begin Quoted passage
The heterogeneous grouping strategy also appears to counter the work of Miraca Gross, who found that gifted students need appropriate academic challenge and true intellectual peers. Lack of meeting these needs may lead to underachievement and a host of other developmental problems, as noted in this article:
Stretching the Gifted
by Emily Parkinson
Financial Review
August 16, 2015
Originally Posted by article: Stretching the Gifted
If your kids are bright they won't do well in Australian classrooms," says renowned educational researcher Professor John Hattie.

He's talking about the top 40 per cent of students, he says, but the problem is worse still if your child is one of the 10 per cent or so of Australian students regarded as gifted.

. . .

Underachievement in gifted students is a national problem, he says, with the proportion of Australian students achieving at the highest level in maths and science in annual decline since 2000, currently sitting at about 15 per cent compared to 40 per cent for those high-achieving nations.
end Quoted passage
begin Data block
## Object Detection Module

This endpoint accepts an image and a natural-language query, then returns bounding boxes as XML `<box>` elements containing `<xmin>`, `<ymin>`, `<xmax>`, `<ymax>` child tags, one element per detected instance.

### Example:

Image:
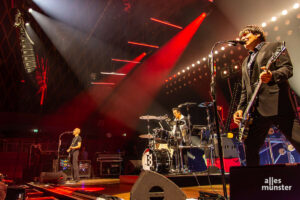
end Data block
• _Complete the following_:
A. Answer these from the passage on gifted students:
(i) Whose work found that gifted students need appropriate academic challenge and true intellectual peers?
(ii) Roughly what share of Australian students are regarded as gifted?
(iii) About what proportion of Australian students currently achieve at the highest level in maths and science?
B. Go on with the passage on gifted students, picking up after its final sentence about the decline in top achievement in maths and science.
The lines stand apart from the passage on gifted students and are their own material.

• _Answer list_:
A.
(i) Miraca Gross
(ii) About 10%
(iii) About 15%

B.
Stretching our brightest kids to achieve their potential became the basis for a Victorian parliamentary inquiry into gifted and talented education in June 2012.

It found that between 10 and 50 per cent of all gifted school students fail to perform at levels at which they are capable, often leading on to behavioral issues and mental health problems. A significant number, somewhere between 10 and 40 per cent, drop out before completing Year 12, the inquiry found.

Do you have thoughts, observations, experiences, questions, impressions to share?
Does the Frattura/Capper plan appear to be a one-size-fits-all approach, for gifted-deniers?
Am I missing something?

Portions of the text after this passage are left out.